§ **WRITTEN REQUEST**: Copy the text of every entry below word for word, and leave the pictures out of your copy.

§ **DATASET RECORDS**:
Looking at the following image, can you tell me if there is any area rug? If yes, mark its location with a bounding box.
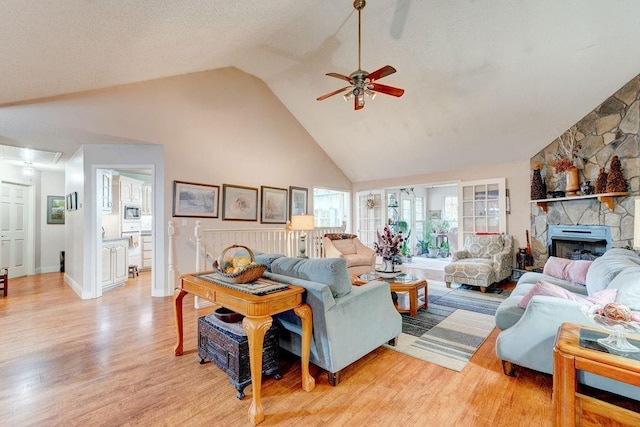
[386,281,509,372]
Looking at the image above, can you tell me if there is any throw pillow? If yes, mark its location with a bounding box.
[518,280,618,308]
[542,256,593,285]
[609,266,640,311]
[271,257,351,297]
[587,248,640,295]
[254,252,284,272]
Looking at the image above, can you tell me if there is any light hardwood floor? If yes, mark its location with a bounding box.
[0,272,552,426]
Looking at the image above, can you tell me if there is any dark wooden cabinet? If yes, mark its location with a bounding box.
[198,315,281,399]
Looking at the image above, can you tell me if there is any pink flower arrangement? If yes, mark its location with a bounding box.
[373,227,404,259]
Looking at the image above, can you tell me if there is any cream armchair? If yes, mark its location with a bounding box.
[322,233,376,275]
[444,234,513,292]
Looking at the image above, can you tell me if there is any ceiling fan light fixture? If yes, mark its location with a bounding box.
[316,0,404,110]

§ **FINISHED TASK**:
Looking at the following image, can you tell me if there is any area rug? If yes, mark its location with a bounding box.
[386,281,509,372]
Looking at the image above, can you tell me if there is any throw pillow? If yes, mark its location with a bounding box.
[518,280,618,308]
[542,256,593,285]
[609,266,640,311]
[271,257,351,297]
[587,248,640,295]
[254,252,284,272]
Looking at the image above, can you tell me if there is any light hardwood floor? If yes, mark its location with a bounding box.
[0,272,552,426]
Looking at the image above, can you tell me if there is any dark wooden cabinet? If yes, mark its location with a bounding box.
[198,315,281,399]
Looking at the image above, can you tell me if there is any pink flower arrangement? If yes, mark its location with a bounding box.
[373,227,404,259]
Looking at the image above, can you tell me if there is any cream armchair? If yes, mark its location with a bounding box.
[322,233,376,275]
[444,234,513,292]
Looking at the image above, can you tell me if there is any ceiling fan light fixture? If yes, mark its location with a bounding box.
[316,0,404,110]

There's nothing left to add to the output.